Copy every line of the records below word for word, leaving nothing out and changing nothing.

---------------

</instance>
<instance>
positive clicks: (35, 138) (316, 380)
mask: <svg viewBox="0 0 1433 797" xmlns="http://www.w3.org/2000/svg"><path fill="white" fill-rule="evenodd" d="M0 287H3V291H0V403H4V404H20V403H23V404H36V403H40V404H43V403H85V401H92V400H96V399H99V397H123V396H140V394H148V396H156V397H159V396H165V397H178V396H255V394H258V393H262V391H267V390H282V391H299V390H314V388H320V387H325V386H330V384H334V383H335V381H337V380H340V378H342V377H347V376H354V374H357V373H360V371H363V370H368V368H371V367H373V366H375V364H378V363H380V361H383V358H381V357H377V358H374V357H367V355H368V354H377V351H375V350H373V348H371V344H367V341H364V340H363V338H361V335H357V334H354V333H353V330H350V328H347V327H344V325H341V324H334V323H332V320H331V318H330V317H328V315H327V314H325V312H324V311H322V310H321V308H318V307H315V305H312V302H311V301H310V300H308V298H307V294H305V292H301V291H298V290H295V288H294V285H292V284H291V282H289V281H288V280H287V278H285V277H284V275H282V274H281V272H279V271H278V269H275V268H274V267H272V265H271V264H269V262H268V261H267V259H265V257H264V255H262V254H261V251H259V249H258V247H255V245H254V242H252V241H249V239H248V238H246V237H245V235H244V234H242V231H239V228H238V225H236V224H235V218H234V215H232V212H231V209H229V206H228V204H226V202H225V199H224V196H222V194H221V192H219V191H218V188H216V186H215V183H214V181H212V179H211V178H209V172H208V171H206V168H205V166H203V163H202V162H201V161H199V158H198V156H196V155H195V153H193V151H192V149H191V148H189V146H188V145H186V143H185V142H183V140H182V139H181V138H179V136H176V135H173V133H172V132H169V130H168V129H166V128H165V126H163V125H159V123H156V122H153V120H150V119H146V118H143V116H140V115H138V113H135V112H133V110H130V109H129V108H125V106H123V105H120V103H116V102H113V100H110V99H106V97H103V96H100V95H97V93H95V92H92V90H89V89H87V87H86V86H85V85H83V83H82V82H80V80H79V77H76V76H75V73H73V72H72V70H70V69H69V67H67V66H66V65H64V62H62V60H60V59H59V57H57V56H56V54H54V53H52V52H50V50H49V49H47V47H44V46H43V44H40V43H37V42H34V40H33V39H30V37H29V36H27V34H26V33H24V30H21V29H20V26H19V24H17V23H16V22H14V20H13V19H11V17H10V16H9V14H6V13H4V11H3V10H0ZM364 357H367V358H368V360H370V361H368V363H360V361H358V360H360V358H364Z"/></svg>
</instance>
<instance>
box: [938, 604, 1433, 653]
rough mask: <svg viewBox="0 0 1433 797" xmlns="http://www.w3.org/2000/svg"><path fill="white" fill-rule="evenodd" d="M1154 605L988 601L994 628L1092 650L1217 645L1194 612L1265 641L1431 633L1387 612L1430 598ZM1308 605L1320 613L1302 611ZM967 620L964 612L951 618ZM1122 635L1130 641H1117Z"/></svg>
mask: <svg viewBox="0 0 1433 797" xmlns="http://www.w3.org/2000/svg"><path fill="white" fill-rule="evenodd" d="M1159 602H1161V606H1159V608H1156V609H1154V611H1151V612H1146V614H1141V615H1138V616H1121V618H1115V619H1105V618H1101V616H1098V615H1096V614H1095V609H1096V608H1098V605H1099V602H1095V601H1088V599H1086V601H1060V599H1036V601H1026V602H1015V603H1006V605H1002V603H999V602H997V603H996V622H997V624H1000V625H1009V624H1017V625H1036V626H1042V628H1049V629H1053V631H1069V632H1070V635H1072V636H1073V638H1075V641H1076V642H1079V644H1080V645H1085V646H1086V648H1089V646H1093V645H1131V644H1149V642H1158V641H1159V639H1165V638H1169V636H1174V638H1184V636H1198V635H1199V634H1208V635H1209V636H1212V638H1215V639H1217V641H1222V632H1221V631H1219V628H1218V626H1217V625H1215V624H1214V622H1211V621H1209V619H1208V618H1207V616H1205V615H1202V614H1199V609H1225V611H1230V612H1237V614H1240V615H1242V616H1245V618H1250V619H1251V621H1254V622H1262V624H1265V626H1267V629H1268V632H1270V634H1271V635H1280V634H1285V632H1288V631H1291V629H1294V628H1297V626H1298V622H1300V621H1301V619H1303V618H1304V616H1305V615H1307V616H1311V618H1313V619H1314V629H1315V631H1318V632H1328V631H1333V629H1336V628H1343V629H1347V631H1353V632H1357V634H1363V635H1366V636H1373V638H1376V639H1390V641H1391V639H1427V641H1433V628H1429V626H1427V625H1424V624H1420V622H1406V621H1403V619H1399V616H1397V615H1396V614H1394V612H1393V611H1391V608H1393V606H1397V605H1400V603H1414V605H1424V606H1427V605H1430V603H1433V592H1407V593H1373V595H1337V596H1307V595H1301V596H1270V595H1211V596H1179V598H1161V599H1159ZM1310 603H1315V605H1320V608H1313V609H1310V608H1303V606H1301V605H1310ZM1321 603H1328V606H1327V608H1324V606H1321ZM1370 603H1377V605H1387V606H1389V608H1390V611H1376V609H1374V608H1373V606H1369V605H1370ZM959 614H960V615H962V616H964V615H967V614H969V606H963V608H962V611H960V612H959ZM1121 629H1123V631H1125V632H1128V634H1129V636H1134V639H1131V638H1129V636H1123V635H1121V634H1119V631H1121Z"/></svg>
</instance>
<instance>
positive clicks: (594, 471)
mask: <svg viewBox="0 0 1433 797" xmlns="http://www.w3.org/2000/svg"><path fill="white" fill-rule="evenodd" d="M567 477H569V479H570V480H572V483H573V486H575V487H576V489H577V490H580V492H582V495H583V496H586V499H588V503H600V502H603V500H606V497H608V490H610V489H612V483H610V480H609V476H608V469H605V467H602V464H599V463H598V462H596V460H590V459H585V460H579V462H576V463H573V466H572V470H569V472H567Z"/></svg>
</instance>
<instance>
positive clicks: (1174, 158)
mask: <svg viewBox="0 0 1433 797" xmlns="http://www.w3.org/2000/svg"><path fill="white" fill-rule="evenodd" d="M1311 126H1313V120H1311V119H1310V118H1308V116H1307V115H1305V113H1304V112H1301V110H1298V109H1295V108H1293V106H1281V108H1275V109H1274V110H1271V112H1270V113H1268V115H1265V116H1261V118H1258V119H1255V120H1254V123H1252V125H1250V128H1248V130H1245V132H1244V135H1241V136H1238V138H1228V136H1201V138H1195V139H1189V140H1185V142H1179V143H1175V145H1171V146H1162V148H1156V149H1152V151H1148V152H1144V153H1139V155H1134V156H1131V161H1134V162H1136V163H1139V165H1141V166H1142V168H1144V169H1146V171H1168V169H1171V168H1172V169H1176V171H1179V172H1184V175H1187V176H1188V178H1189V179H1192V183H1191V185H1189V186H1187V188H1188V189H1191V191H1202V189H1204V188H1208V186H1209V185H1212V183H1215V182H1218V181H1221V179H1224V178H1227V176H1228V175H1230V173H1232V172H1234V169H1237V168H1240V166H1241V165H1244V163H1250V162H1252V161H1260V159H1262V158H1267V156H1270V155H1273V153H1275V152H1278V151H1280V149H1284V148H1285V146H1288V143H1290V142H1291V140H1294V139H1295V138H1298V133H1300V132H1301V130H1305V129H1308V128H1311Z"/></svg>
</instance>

---------------

• **EXERCISE OUTPUT**:
</instance>
<instance>
positive clicks: (35, 138) (316, 380)
mask: <svg viewBox="0 0 1433 797" xmlns="http://www.w3.org/2000/svg"><path fill="white" fill-rule="evenodd" d="M0 287H3V291H0V403H4V404H20V403H23V404H36V403H40V404H43V403H85V401H92V400H96V399H99V397H123V396H140V394H148V396H156V397H159V396H165V397H178V396H255V394H258V393H262V391H267V390H282V391H299V390H314V388H320V387H325V386H330V384H334V383H335V381H337V380H340V378H342V377H347V376H354V374H357V373H360V371H363V370H368V368H371V367H373V366H375V364H378V363H380V361H383V358H381V357H377V358H374V357H367V355H368V354H377V351H375V350H373V348H371V344H367V341H364V340H363V338H361V335H357V334H354V333H353V330H350V328H347V327H344V325H341V324H334V323H332V320H331V318H330V317H328V315H327V314H325V312H324V311H322V310H321V308H318V307H315V305H312V302H311V301H310V300H308V298H307V294H305V292H301V291H298V290H295V288H294V285H292V284H291V282H289V281H288V280H287V278H285V277H284V275H282V274H281V272H279V271H278V269H275V268H274V267H272V265H271V264H269V262H268V261H267V259H265V257H264V255H262V254H261V251H259V249H258V247H255V245H254V242H252V241H249V239H248V238H246V237H245V235H244V234H242V231H239V228H238V225H236V224H235V218H234V215H232V212H231V209H229V206H228V204H226V202H225V199H224V196H222V194H221V192H219V191H218V188H216V186H215V183H214V181H212V179H211V178H209V172H208V171H206V168H205V166H203V163H202V162H201V161H199V158H198V156H196V155H195V153H193V151H192V149H191V148H189V146H188V145H186V143H185V142H183V140H182V139H181V138H179V136H176V135H173V133H172V132H169V130H168V129H166V128H165V126H163V125H159V123H156V122H153V120H150V119H146V118H143V116H140V115H138V113H135V112H133V110H130V109H129V108H125V106H123V105H120V103H116V102H113V100H110V99H106V97H103V96H100V95H97V93H95V92H92V90H89V89H87V87H86V86H85V85H83V83H82V82H80V80H79V77H76V76H75V73H73V72H72V70H70V69H69V67H67V66H66V65H64V62H62V60H60V59H59V57H57V56H56V54H54V53H52V52H50V50H49V49H47V47H44V46H43V44H40V43H37V42H34V40H33V39H30V37H29V36H27V34H26V33H24V30H21V29H20V26H19V24H17V23H16V22H14V20H13V19H11V17H10V16H9V14H6V13H4V11H3V10H0ZM364 357H367V358H368V360H370V361H368V363H360V361H358V360H360V358H364Z"/></svg>
</instance>
<instance>
box: [938, 604, 1433, 653]
rough mask: <svg viewBox="0 0 1433 797" xmlns="http://www.w3.org/2000/svg"><path fill="white" fill-rule="evenodd" d="M1154 605L988 601L994 628L1092 650L1217 645L1194 612L1265 641L1431 633L1387 612L1430 598ZM1308 605L1320 613L1302 611ZM967 620L964 612L951 618ZM1122 635L1130 641H1117Z"/></svg>
mask: <svg viewBox="0 0 1433 797" xmlns="http://www.w3.org/2000/svg"><path fill="white" fill-rule="evenodd" d="M1159 602H1161V606H1159V608H1156V609H1154V611H1151V612H1146V614H1141V615H1138V616H1121V618H1115V619H1105V618H1101V616H1098V615H1096V614H1095V609H1096V608H1098V605H1099V602H1095V601H1088V599H1086V601H1060V599H1036V601H1026V602H1015V603H1006V605H1002V603H999V602H997V603H996V622H997V624H1000V625H1009V624H1017V625H1036V626H1042V628H1049V629H1053V631H1069V632H1070V635H1072V636H1073V638H1075V641H1076V642H1079V644H1080V645H1085V646H1086V648H1089V646H1093V645H1131V644H1149V642H1158V641H1159V639H1165V638H1169V636H1174V638H1184V636H1198V635H1199V634H1208V635H1209V636H1212V638H1215V639H1217V641H1222V632H1221V631H1219V628H1218V626H1217V625H1215V624H1214V622H1211V621H1209V619H1208V618H1207V616H1205V615H1202V614H1199V609H1225V611H1230V612H1237V614H1240V615H1242V616H1245V618H1250V619H1251V621H1254V622H1262V624H1265V626H1267V629H1268V632H1270V634H1271V635H1280V634H1285V632H1288V631H1291V629H1294V628H1297V626H1298V622H1300V621H1301V619H1303V618H1304V616H1305V615H1307V616H1311V618H1313V619H1314V629H1315V631H1318V632H1328V631H1333V629H1336V628H1343V629H1347V631H1353V632H1357V634H1363V635H1366V636H1373V638H1376V639H1390V641H1391V639H1427V641H1433V628H1429V626H1427V625H1424V624H1420V622H1406V621H1403V619H1399V616H1397V615H1396V614H1394V612H1393V611H1391V608H1393V606H1397V605H1400V603H1414V605H1424V606H1427V605H1430V603H1433V592H1407V593H1373V595H1337V596H1307V595H1301V596H1270V595H1211V596H1179V598H1161V599H1159ZM1310 603H1315V605H1320V608H1313V609H1310V608H1303V606H1301V605H1310ZM1321 603H1328V606H1327V608H1324V606H1321ZM1370 603H1377V605H1387V606H1389V608H1390V611H1376V609H1374V608H1373V606H1369V605H1370ZM959 614H960V615H962V616H964V615H967V614H969V606H963V608H962V611H960V612H959ZM1121 629H1123V631H1125V632H1128V634H1129V636H1134V639H1131V638H1129V636H1123V635H1121V634H1119V631H1121Z"/></svg>
</instance>
<instance>
positive clicks: (594, 471)
mask: <svg viewBox="0 0 1433 797" xmlns="http://www.w3.org/2000/svg"><path fill="white" fill-rule="evenodd" d="M567 477H569V479H570V480H572V483H573V486H575V487H576V489H577V490H580V492H582V495H583V496H586V499H588V503H600V502H603V500H606V497H608V490H610V489H612V483H610V480H609V476H608V469H605V467H602V464H599V463H598V462H596V460H590V459H585V460H579V462H576V463H573V466H572V470H569V472H567Z"/></svg>
</instance>
<instance>
positive clicks: (1174, 158)
mask: <svg viewBox="0 0 1433 797" xmlns="http://www.w3.org/2000/svg"><path fill="white" fill-rule="evenodd" d="M1311 126H1313V120H1311V119H1310V118H1308V116H1307V115H1305V113H1304V112H1301V110H1298V109H1295V108H1293V106H1281V108H1275V109H1274V110H1271V112H1270V113H1268V115H1265V116H1261V118H1258V119H1255V120H1254V123H1252V125H1250V128H1248V130H1245V132H1244V135H1241V136H1238V138H1228V136H1201V138H1195V139H1189V140H1185V142H1179V143H1175V145H1171V146H1162V148H1156V149H1152V151H1148V152H1144V153H1139V155H1134V156H1131V161H1134V162H1136V163H1139V165H1141V166H1142V168H1144V169H1146V171H1168V169H1171V168H1172V169H1176V171H1179V172H1184V175H1187V176H1188V178H1189V179H1192V183H1191V185H1189V186H1187V188H1188V189H1191V191H1202V189H1204V188H1208V186H1209V185H1212V183H1215V182H1218V181H1221V179H1224V178H1227V176H1228V175H1230V173H1232V172H1234V169H1237V168H1240V166H1241V165H1244V163H1250V162H1252V161H1260V159H1262V158H1267V156H1270V155H1273V153H1275V152H1278V151H1280V149H1284V148H1285V146H1288V143H1290V142H1291V140H1294V139H1295V138H1298V133H1300V132H1301V130H1305V129H1308V128H1311Z"/></svg>
</instance>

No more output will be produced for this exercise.